### Written problem a
Answer these questions using the bug report below:
(i) What status is the bug given?
(ii) What error message appeared when the mk-archiver command was run?
(iii) On which column are both the target and source tables partitioned?

### Source text
--- START ---
MySQL Bugs: #50632: Purging records from large partitioned INNODB table into ARCHIVE memory error

Bug #50632	Purging records from large partitioned INNODB table into ARCHIVE memory error
Submitted:	26 Jan 2010 17:16	Modified:	22 Apr 2011 17:08
Reporter:	Glenn Plas	Email Updates:
Status:	Duplicate	Impact on me:	None
Category:	MySQL Server: Archive storage engine	Severity:	S1 (Critical)
Version:	5.1.41	OS:	Linux
Assigned to:		CPU Architecture:	Any

Description:
While performing a purge from a partitioned INNODB table to an ARCHIVE type using the following mk-archive (maatkit) command:

mk-archiver --source h=localhost,P=3330,D=traceme,t=Eventdelijn,u=root,p=datacharmer --dest h=localhost,P=3330,a=Historics,D=Historics,u=root,p=datacharmer,t=his_Event_delijn --safe-auto-increment --txn-size 1000 --where "gps_date BETWEEN '2006-01-01 00:00:00' AND '2007-01-01 00:00:00'" --statistics --progress 1000 --limit 500

I got the following error:
ERROR 5 (HY000): Out of memory (Needed 110556 bytes)
Upon closer examination , inside mk-archive the 'SHOW CREATE TABLE' command seemed to return a different column count which I knew whas impossible as the tables are exactly alike, except for the keys in the archive version of course.

If I do this migration into another INNODB table it works fine.  Both target and source table are partitioned on gps_date,  I use this design for a few years now (except the pruning to ARCHIVE partitions) without issues.

Immediately after this problem, I opened a shell and tried:
mysql> SHOW CREATE TABLE `Historics`.`his_Event_delijn`;
ERROR 5 (HY000): Out of memory (Needed 110556 bytes)

I then tried to create a small table without partitions, this worked and then tried the 'show create' command on it and it returned correct output.  A bit later I could do this on a partitioned version again.
--- END ---
### Written problem b
Count the lines of the records below that contain the string "side", treating case as significant. Reply with the number alone.

Entries from a pointing dataset:
--- START ---
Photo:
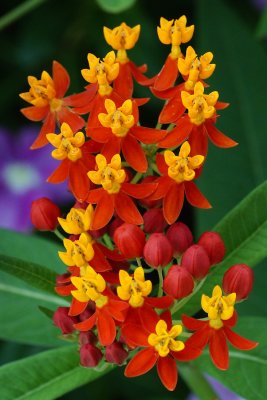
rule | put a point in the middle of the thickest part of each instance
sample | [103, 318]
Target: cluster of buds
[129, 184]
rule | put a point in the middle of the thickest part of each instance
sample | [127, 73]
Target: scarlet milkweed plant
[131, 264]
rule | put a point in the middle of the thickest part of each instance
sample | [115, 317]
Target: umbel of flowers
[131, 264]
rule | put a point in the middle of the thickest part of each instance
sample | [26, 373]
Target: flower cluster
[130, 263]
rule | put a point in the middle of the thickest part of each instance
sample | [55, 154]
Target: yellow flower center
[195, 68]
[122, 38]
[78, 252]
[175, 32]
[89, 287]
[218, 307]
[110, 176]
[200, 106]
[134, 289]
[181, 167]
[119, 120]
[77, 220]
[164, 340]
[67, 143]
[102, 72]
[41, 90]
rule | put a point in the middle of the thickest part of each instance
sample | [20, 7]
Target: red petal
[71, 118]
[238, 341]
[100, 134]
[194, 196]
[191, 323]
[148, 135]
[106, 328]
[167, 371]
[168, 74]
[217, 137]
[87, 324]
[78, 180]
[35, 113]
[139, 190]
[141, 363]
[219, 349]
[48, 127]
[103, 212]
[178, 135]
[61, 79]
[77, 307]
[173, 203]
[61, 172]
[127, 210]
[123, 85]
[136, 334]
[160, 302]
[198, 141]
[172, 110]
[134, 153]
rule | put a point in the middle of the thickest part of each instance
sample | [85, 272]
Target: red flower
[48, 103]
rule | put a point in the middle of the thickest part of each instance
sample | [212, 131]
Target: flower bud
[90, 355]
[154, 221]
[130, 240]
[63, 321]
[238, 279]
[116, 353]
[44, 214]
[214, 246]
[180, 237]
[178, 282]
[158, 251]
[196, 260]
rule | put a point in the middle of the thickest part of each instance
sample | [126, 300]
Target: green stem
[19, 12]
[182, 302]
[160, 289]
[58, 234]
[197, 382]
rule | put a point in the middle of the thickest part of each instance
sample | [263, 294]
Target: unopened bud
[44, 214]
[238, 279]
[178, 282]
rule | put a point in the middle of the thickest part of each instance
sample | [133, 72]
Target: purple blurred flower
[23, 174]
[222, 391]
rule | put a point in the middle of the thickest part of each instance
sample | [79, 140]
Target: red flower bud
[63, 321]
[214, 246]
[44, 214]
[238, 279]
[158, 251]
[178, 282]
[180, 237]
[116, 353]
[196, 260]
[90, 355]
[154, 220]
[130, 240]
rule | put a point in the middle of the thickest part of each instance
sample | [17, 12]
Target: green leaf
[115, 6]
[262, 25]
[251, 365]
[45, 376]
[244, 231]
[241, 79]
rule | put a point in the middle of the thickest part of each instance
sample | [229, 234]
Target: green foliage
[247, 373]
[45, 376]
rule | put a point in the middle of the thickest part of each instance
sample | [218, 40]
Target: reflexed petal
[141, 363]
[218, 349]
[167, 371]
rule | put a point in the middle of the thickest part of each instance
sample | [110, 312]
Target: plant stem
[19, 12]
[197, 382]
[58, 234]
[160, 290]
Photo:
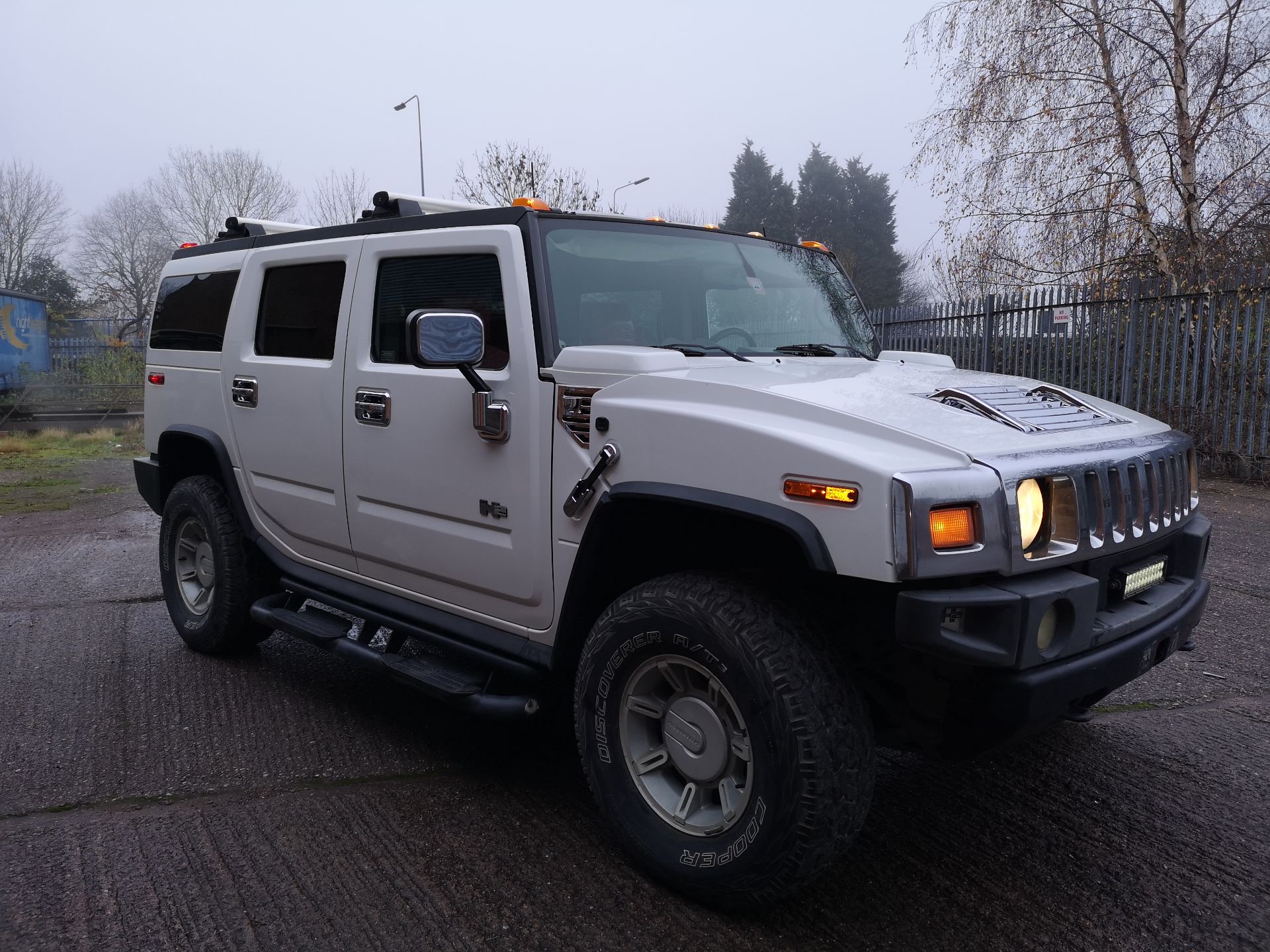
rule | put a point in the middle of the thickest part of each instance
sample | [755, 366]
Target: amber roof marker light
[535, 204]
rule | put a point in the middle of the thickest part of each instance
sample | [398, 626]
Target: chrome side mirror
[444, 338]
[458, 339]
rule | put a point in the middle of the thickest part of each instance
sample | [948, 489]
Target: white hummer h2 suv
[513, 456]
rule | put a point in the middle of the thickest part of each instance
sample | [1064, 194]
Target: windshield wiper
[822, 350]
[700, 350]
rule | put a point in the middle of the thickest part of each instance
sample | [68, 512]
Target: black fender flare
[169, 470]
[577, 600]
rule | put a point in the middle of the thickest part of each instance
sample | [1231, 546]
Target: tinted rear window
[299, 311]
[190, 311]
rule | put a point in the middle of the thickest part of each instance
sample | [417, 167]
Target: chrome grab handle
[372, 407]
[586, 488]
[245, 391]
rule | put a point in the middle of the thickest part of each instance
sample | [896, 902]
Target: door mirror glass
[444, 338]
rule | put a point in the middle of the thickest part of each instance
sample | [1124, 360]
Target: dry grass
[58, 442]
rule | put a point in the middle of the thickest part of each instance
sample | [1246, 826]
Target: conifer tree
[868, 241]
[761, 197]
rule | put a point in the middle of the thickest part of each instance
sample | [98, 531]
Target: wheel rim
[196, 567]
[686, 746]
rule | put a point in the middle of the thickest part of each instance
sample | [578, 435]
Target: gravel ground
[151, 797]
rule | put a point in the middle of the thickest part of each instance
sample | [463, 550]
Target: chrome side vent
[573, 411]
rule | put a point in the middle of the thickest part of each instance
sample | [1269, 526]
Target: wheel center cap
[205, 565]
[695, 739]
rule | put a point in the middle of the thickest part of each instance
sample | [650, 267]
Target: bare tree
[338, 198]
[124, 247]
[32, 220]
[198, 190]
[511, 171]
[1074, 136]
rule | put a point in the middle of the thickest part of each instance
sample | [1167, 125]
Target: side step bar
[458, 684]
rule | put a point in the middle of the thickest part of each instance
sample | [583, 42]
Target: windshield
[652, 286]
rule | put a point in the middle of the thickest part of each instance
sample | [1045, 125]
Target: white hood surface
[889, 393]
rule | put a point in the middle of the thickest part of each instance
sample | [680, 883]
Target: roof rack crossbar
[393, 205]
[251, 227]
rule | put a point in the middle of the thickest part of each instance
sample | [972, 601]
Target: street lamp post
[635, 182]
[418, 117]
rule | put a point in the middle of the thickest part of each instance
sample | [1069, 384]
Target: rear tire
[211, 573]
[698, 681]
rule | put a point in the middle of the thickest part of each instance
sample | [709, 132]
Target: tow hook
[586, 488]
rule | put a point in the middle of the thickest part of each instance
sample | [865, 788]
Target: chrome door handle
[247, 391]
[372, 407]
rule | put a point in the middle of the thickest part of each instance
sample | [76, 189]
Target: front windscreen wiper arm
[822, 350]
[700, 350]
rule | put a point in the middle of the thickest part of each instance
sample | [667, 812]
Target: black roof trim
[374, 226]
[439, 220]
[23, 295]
--- END ---
### Expected output a
(i) Duplicate
(ii) ERROR 5 (HY000): Out of memory (Needed 110556 bytes)
(iii) gps_date

### Expected output b
3